- [EXCERPTED TEXT]:
Despite the initial expense, being kosher was always a goal for them, since it is seen by many people as a sign of quality. Their primary agency, the Chicago Rabbinical Council, is both local (an advantage) and globally recognized (Their banana blossom and some products are certified by Kosher Check, a British Columbia-based agency that is also internationally recognized). But there have been challenges.

As with many companies, some of their products are manufactured in places where kosher supervision is difficult. For example, the co-packing facilities they use in Thailand work with non-kosher products, so getting certification for a number of their products produced there is challenging. But they hope to be able to get certification for their non-certified products in the near future.

Unripe jackfruit, when shredded, has a texture not unlike meat, and is found on the menus of many vegan restaurants for a faux-pulled pork or brisket. While not a source of protein like bean or wheat-based foods, it has become very popular.

Jackfruit Package
Courtesy Edwards & Sons

Edward & Sons has one of the few kosher-certified jackfruit product lines. They have been making shelf stable vegan ingredients for four decades, many of which are kosher certified by North American Kosher or Star-K.

Joel Dee, the CEO and Founder, told Mipikale that they want as many people as possible to enjoy their foods, including those who observe kosher laws. He also noted that many people take the certification as a sign of sanitation and safety.

Being kosher has had its share of challenges, especially when working in places like Sri Lanka and facilities not used to the oversight and segregation that kashrut requires, but they have been successful in making everything work. They try to certify as many products as possible, and only when the cost is unsupportable or there are other limitations do they have an uncertified product.

At Eco-Cuisine, which makes food service mixes, founder Ron Pickarski a classically trained chef and certified meat cutter, was motivated by his failing health condition to become a vegan. This led him to a life long culinary journey to create alternatives to animal-based products. One of the challenges was the time that chefs in food service needed to cost effectively prepare foods that tasted good and were vegan.

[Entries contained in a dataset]
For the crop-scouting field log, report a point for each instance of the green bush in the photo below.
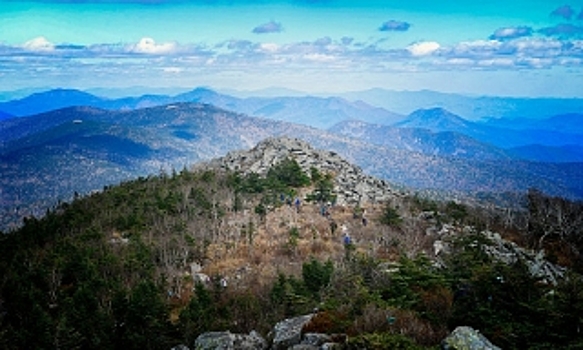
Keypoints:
(382, 341)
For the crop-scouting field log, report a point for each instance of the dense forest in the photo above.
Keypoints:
(122, 268)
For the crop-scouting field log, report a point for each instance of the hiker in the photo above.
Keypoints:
(347, 240)
(364, 219)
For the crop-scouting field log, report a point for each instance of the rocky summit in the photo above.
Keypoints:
(352, 186)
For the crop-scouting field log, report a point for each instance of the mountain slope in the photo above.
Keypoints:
(438, 119)
(52, 155)
(565, 123)
(443, 144)
(50, 100)
(540, 153)
(471, 107)
(312, 111)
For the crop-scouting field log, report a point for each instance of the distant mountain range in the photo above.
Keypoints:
(439, 120)
(50, 156)
(471, 107)
(313, 111)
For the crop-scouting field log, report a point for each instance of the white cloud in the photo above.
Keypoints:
(269, 47)
(317, 57)
(423, 48)
(39, 44)
(149, 46)
(172, 70)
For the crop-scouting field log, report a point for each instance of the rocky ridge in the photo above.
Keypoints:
(352, 186)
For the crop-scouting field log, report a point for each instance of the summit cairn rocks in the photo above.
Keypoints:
(351, 185)
(467, 338)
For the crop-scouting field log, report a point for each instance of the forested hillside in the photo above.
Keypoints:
(157, 261)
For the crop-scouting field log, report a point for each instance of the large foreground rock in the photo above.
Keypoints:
(230, 341)
(288, 333)
(467, 338)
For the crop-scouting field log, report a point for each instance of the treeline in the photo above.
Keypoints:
(107, 271)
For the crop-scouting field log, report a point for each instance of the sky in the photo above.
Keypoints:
(527, 48)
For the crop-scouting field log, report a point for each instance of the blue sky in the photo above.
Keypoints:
(509, 48)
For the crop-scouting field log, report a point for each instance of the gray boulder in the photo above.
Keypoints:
(316, 339)
(230, 341)
(288, 333)
(467, 338)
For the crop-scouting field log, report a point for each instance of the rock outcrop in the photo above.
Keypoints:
(288, 333)
(230, 341)
(467, 338)
(352, 186)
(509, 252)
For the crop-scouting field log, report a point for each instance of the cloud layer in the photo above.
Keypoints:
(269, 27)
(394, 26)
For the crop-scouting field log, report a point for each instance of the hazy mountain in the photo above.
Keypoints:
(439, 119)
(312, 111)
(471, 107)
(445, 144)
(567, 123)
(436, 119)
(50, 156)
(50, 100)
(540, 153)
(4, 115)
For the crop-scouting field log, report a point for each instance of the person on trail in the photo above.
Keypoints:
(348, 246)
(347, 240)
(364, 218)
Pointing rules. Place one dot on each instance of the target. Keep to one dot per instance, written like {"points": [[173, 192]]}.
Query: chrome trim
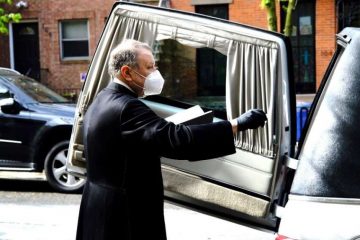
{"points": [[10, 141], [324, 199], [13, 169]]}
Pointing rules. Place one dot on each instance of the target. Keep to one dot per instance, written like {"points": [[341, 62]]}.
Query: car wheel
{"points": [[56, 173]]}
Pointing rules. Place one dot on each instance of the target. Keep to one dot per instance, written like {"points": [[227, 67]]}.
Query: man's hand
{"points": [[251, 119]]}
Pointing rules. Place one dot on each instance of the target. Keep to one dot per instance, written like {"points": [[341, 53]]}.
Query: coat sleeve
{"points": [[141, 127]]}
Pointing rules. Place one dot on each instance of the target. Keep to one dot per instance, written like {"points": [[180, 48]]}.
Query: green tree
{"points": [[270, 7], [6, 18]]}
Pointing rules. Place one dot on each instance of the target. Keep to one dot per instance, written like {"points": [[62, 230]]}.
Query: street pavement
{"points": [[42, 215]]}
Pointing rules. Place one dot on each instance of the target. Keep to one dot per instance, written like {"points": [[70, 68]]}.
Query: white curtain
{"points": [[251, 65]]}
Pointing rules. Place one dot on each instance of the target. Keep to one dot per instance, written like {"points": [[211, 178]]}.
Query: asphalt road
{"points": [[30, 210]]}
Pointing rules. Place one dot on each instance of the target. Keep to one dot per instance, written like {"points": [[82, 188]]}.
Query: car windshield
{"points": [[36, 90]]}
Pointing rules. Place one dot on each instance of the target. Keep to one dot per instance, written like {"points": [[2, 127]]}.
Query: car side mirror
{"points": [[9, 106]]}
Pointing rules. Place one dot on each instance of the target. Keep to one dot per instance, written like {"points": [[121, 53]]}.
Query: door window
{"points": [[26, 49]]}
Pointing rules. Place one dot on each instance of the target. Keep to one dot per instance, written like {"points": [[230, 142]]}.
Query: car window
{"points": [[192, 76], [36, 90]]}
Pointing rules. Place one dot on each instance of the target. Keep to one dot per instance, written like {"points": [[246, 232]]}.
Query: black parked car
{"points": [[35, 128]]}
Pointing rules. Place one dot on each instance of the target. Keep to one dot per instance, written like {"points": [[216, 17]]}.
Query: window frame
{"points": [[61, 40]]}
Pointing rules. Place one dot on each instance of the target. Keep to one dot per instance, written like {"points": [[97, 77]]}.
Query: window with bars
{"points": [[74, 40]]}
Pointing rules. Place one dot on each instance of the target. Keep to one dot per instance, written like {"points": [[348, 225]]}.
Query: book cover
{"points": [[191, 116]]}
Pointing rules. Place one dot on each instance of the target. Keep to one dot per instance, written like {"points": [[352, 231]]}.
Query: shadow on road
{"points": [[24, 185]]}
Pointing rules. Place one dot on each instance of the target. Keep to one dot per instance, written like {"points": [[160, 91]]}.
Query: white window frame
{"points": [[80, 39]]}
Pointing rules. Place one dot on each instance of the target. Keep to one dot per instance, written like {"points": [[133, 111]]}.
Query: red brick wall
{"points": [[60, 74], [325, 36], [55, 72], [248, 12]]}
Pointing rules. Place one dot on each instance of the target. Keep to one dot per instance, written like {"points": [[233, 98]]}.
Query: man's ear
{"points": [[125, 73]]}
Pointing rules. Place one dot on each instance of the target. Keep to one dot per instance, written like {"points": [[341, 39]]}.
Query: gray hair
{"points": [[125, 54]]}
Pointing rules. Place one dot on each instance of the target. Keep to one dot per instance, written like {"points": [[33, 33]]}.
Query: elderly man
{"points": [[124, 140]]}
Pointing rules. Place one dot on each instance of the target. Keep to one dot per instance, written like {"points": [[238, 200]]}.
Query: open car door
{"points": [[226, 68]]}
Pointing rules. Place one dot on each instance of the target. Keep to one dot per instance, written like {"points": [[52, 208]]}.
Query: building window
{"points": [[211, 64], [348, 13], [74, 39], [303, 46]]}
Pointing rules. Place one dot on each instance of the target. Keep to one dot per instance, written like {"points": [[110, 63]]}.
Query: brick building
{"points": [[56, 39]]}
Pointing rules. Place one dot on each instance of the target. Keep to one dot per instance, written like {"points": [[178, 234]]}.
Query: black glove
{"points": [[251, 119]]}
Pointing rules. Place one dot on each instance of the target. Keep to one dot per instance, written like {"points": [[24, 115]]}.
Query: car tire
{"points": [[55, 171]]}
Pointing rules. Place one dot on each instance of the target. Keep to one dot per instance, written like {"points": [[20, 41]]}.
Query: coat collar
{"points": [[120, 88]]}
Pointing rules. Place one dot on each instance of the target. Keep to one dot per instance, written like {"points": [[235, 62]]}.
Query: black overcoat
{"points": [[124, 139]]}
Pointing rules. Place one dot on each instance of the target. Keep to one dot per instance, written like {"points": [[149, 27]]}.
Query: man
{"points": [[124, 140]]}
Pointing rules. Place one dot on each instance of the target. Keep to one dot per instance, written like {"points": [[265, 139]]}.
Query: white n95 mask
{"points": [[154, 83]]}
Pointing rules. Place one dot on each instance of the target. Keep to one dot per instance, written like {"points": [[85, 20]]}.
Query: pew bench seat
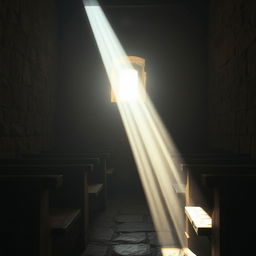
{"points": [[66, 233], [95, 189]]}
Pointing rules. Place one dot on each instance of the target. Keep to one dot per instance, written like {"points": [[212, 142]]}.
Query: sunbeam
{"points": [[150, 142]]}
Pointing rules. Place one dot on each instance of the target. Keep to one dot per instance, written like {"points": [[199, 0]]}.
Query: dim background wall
{"points": [[232, 76], [28, 70], [172, 39]]}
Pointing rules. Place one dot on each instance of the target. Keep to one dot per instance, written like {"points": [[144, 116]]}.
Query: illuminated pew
{"points": [[220, 189], [24, 214], [72, 195]]}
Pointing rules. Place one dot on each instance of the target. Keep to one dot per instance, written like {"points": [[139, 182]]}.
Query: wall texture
{"points": [[28, 71], [232, 76]]}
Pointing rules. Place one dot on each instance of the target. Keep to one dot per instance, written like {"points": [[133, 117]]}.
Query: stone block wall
{"points": [[232, 76], [28, 75]]}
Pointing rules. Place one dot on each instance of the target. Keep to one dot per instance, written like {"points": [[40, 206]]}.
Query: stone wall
{"points": [[28, 69], [232, 75]]}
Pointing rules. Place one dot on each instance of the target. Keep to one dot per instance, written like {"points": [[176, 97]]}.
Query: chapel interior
{"points": [[71, 177]]}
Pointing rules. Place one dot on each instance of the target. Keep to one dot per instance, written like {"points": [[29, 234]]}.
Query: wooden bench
{"points": [[65, 228], [74, 192], [97, 177], [24, 214], [219, 188]]}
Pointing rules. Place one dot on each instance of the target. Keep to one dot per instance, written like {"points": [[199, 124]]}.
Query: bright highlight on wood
{"points": [[176, 252], [200, 220]]}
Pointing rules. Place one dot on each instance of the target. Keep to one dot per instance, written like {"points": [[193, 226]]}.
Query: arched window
{"points": [[129, 80]]}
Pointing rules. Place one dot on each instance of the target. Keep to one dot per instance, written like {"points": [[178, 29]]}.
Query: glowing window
{"points": [[130, 80]]}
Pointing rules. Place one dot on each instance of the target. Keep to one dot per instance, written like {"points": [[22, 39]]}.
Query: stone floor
{"points": [[124, 228]]}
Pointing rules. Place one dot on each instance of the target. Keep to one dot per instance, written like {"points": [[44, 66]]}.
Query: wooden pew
{"points": [[24, 214], [97, 179], [221, 189], [72, 195]]}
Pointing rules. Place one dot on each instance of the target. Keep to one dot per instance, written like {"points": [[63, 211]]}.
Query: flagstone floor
{"points": [[124, 228]]}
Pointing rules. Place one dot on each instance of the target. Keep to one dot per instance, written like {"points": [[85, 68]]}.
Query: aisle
{"points": [[124, 228]]}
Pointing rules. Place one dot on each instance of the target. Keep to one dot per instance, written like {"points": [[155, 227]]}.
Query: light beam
{"points": [[151, 145]]}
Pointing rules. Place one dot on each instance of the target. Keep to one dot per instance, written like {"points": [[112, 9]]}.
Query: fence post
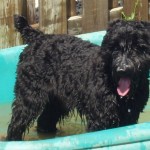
{"points": [[53, 16], [142, 11], [8, 36], [95, 15]]}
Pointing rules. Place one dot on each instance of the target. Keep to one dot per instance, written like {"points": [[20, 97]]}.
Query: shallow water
{"points": [[69, 127]]}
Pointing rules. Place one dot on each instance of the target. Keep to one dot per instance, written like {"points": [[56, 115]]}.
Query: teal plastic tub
{"points": [[135, 137]]}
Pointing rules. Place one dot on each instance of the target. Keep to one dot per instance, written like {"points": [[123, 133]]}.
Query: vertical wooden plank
{"points": [[71, 8], [8, 36], [53, 16], [95, 15], [142, 11], [31, 11]]}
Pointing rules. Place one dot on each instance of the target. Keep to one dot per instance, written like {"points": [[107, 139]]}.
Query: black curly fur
{"points": [[58, 73]]}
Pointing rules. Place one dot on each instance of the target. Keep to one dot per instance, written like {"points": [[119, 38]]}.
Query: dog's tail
{"points": [[27, 32]]}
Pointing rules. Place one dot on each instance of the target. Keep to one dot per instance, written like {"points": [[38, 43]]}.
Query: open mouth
{"points": [[123, 86]]}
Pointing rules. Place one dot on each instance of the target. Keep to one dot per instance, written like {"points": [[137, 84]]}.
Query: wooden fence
{"points": [[59, 16]]}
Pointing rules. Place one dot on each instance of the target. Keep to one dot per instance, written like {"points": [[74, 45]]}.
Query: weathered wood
{"points": [[8, 36], [53, 16], [116, 13], [95, 15], [75, 25], [71, 8], [31, 11], [142, 12]]}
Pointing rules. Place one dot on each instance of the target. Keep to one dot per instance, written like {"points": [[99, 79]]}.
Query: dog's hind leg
{"points": [[26, 108], [54, 111]]}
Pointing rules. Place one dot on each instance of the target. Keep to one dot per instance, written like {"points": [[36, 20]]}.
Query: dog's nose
{"points": [[123, 69]]}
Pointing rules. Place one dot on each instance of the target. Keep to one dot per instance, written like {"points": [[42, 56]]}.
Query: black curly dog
{"points": [[58, 73]]}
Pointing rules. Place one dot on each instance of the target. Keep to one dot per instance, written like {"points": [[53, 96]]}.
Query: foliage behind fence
{"points": [[59, 16]]}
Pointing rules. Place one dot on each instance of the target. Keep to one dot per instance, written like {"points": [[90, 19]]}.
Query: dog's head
{"points": [[128, 44]]}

- [WHAT YOU HAVE TO DO]:
Reproduce the passage on kosher certification from "Being kosher has" to "an uncertified product.", substituting "Vietnam" for "Sri Lanka".

- [TASK OUTPUT]:
Being kosher has had its share of challenges, especially when working in places like Vietnam and facilities not used to the oversight and segregation that kashrut requires, but they have been successful in making everything work. They try to certify as many products as possible, and only when the cost is unsupportable or there are other limitations do they have an uncertified product.